TASK REQUIREMENTS: Return verbatim the run of lines that opens with the line holding "Target: sunglasses on face" and closes with the last line of the records.
□ □ □ □ □ □ □
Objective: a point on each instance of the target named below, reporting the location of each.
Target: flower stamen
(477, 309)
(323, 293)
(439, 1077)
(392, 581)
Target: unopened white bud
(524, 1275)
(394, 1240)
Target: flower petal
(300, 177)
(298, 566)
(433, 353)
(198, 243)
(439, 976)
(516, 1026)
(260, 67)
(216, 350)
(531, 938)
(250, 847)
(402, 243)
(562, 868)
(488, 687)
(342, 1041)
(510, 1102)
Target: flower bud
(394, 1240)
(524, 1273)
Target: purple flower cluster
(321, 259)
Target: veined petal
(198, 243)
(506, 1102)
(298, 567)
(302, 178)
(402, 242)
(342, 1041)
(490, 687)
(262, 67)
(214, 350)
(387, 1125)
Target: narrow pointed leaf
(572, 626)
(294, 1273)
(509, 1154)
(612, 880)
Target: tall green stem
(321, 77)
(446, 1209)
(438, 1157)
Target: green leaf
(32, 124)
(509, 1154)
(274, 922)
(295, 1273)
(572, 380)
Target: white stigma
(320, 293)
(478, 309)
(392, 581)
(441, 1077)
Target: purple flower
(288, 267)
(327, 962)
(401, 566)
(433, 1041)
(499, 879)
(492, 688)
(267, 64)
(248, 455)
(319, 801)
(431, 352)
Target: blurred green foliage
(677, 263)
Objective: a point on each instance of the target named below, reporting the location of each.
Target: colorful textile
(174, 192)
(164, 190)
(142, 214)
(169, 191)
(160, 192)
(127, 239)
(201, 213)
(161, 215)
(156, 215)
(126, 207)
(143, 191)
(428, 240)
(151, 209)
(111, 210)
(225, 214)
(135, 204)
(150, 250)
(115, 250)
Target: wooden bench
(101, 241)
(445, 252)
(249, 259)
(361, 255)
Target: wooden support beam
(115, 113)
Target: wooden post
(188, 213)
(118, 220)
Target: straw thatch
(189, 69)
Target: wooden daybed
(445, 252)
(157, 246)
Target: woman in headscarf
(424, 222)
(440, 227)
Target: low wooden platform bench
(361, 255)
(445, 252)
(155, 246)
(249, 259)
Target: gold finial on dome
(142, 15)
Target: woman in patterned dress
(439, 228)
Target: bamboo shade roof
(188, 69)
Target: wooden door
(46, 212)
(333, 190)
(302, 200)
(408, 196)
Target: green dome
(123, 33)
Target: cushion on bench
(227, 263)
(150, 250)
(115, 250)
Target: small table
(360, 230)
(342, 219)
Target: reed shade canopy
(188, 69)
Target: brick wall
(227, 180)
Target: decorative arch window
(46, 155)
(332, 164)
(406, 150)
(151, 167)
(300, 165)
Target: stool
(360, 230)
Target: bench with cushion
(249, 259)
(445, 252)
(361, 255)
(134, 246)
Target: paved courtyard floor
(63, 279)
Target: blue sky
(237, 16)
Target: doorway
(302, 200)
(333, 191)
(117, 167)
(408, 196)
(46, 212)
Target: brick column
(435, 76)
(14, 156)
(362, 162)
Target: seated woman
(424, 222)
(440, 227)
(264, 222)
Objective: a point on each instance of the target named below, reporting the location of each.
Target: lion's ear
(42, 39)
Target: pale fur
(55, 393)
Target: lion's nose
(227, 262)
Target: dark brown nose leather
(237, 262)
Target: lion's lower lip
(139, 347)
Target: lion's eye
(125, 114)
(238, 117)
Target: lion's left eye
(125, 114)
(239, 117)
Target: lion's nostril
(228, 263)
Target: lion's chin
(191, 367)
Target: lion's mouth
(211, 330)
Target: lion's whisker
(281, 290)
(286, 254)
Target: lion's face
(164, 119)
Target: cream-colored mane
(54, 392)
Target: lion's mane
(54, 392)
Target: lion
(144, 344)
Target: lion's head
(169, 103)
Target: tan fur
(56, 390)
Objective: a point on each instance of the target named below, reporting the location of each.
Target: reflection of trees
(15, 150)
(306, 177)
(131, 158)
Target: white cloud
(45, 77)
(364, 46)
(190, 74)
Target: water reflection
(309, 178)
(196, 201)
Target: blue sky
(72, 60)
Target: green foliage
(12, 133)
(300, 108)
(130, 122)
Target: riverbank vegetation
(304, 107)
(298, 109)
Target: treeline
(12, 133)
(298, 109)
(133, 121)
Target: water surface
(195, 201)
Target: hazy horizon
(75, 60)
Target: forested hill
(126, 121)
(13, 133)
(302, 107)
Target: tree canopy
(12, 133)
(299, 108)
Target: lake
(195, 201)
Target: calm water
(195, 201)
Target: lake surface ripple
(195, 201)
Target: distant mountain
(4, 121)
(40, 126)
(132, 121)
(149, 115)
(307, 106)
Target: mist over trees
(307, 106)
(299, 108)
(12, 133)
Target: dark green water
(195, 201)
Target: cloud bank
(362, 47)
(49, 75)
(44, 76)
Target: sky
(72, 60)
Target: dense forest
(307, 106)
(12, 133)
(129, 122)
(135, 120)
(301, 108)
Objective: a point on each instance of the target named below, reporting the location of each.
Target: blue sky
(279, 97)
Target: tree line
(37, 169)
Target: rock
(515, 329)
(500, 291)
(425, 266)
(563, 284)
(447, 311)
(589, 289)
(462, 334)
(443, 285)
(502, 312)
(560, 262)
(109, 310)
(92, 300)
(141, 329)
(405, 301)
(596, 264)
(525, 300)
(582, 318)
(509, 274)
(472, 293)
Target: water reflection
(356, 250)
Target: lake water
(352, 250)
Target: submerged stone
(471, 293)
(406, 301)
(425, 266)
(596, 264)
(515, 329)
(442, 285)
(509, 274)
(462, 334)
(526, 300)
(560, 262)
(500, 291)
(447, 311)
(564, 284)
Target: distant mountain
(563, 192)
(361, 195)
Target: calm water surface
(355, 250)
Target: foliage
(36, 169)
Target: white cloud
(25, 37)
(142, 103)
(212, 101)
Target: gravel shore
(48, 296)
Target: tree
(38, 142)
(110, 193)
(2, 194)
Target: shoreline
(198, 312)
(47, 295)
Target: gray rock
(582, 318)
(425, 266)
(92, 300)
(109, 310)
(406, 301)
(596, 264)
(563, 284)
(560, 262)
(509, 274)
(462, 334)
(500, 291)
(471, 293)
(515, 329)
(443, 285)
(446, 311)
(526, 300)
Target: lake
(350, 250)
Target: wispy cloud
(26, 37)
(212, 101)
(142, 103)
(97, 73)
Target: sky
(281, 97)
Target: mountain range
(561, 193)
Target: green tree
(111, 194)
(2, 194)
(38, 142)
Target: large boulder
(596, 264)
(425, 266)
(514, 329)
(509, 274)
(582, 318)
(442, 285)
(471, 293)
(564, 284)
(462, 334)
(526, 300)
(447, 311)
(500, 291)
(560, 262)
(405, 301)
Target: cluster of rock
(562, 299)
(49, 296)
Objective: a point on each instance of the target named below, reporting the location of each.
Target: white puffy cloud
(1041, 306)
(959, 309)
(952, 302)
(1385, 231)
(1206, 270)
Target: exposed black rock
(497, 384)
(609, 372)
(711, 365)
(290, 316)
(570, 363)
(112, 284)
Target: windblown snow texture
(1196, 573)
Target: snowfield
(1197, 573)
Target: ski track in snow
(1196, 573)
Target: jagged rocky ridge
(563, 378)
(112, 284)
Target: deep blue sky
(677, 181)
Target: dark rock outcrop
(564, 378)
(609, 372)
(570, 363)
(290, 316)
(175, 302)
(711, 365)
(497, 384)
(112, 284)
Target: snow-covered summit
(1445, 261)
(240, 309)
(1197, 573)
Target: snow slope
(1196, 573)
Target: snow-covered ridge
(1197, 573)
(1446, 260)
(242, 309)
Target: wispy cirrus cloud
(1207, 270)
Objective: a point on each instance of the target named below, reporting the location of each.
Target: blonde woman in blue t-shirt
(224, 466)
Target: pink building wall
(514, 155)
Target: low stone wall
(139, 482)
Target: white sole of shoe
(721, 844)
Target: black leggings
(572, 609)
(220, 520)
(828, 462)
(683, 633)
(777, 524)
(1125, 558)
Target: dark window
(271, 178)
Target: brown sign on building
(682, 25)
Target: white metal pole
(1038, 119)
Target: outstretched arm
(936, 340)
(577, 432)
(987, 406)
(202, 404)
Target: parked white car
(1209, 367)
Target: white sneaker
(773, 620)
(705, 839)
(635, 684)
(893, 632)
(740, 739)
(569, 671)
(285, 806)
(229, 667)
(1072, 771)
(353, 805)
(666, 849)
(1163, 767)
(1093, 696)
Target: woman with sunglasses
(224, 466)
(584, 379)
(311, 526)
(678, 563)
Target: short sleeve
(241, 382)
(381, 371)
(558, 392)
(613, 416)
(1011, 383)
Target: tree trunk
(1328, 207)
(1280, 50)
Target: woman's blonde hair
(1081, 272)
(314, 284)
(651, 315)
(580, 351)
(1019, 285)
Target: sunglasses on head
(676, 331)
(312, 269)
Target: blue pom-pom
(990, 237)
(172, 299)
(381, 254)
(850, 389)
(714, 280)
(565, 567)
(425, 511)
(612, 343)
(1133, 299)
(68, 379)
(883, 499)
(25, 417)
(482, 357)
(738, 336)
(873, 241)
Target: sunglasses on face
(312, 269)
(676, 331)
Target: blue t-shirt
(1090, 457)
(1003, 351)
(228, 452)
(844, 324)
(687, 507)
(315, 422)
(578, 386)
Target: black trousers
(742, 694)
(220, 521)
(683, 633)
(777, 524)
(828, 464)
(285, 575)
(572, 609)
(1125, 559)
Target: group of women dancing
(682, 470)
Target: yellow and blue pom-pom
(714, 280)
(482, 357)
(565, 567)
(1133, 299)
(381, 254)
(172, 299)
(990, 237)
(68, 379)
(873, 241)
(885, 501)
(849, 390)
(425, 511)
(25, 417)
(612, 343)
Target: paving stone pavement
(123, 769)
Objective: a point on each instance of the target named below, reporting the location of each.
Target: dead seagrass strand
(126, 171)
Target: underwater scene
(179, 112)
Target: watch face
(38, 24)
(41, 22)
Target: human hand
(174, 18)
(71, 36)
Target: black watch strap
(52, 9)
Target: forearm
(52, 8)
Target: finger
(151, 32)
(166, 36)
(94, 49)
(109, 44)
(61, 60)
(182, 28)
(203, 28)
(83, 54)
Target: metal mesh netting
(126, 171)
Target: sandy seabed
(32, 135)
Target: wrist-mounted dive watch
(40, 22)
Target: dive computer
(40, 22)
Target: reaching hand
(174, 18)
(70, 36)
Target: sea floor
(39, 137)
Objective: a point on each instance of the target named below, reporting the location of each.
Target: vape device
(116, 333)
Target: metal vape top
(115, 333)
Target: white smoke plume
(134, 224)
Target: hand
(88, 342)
□ □ □ □ □ □ □
TASK SOLUTION:
Target: sunglasses on face
(312, 269)
(676, 331)
Target: blue t-shirt
(1090, 457)
(1003, 351)
(228, 452)
(844, 324)
(687, 507)
(315, 422)
(578, 386)
Target: black trousers
(742, 694)
(220, 521)
(683, 633)
(777, 524)
(828, 464)
(285, 575)
(572, 609)
(1125, 559)
Target: group of women dancing
(682, 470)
Target: yellow and blue pom-pom
(714, 280)
(482, 357)
(565, 567)
(1133, 299)
(381, 254)
(172, 299)
(990, 237)
(68, 379)
(873, 241)
(885, 501)
(849, 390)
(425, 511)
(25, 417)
(612, 343)
Target: paving stone pavement
(123, 769)
Objective: a point on each instance of the target named below, reporting the location of each.
Target: dead seagrass strand
(126, 171)
Target: underwater scene
(179, 112)
Target: watch face
(38, 24)
(41, 22)
Target: human hand
(174, 18)
(71, 36)
Target: black watch strap
(52, 9)
Target: forearm
(52, 8)
Target: finger
(151, 32)
(166, 36)
(94, 49)
(109, 44)
(61, 60)
(182, 28)
(203, 28)
(83, 54)
Target: metal mesh netting
(126, 171)
Target: sandy seabed
(32, 135)
Target: wrist-mounted dive watch
(40, 22)
Target: dive computer
(40, 22)
Target: reaching hand
(174, 18)
(70, 36)
Target: sea floor
(39, 137)
Objective: a point on each instance of the target named below, reporting the location of each.
Target: vape device
(116, 333)
Target: metal vape top
(115, 333)
Target: white smoke plume
(134, 224)
Target: hand
(88, 342)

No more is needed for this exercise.